> **INSTRUÇÕES E REQUISITOS**
Copie todo o material abaixo, linha por linha, sem alterar nada.

> **Registros de anotação com caixas delimitadoras**
┄┄┄┄┄┄

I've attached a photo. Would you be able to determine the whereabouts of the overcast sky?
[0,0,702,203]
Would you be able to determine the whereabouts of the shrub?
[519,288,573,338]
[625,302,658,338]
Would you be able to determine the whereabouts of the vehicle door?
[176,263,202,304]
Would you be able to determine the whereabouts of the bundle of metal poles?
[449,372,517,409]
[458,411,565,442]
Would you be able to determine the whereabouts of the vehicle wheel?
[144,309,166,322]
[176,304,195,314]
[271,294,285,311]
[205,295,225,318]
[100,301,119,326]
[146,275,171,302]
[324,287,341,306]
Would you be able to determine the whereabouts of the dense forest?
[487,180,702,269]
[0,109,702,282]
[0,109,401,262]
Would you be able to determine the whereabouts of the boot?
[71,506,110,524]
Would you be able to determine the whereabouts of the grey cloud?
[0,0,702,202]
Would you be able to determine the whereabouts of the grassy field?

┄┄┄┄┄┄

> **RESPOSTA AO EXERCÍCIO**
I've attached a photo. Would you be able to determine the whereabouts of the overcast sky?
[0,0,702,203]
Would you be able to determine the whereabouts of the shrub?
[519,288,573,338]
[625,302,658,338]
Would you be able to determine the whereabouts of the vehicle door?
[176,263,202,304]
Would you be able to determine the whereabouts of the bundle of metal poles?
[449,372,517,409]
[458,411,565,442]
Would you be able to determine the whereabouts of the vehicle wheel?
[144,309,166,322]
[176,304,195,314]
[271,294,285,311]
[205,295,225,318]
[100,301,119,326]
[146,275,171,302]
[324,287,341,306]
Would you be able to determine the whereabouts of the dense forest?
[487,180,702,269]
[0,109,702,282]
[0,109,401,262]
Would you be able to determine the whereabouts of the boot?
[71,506,110,524]
Would you be able to determine the whereabouts of the grey cloud?
[0,0,702,202]
Would you be able to determine the whereabouts of the grassy field?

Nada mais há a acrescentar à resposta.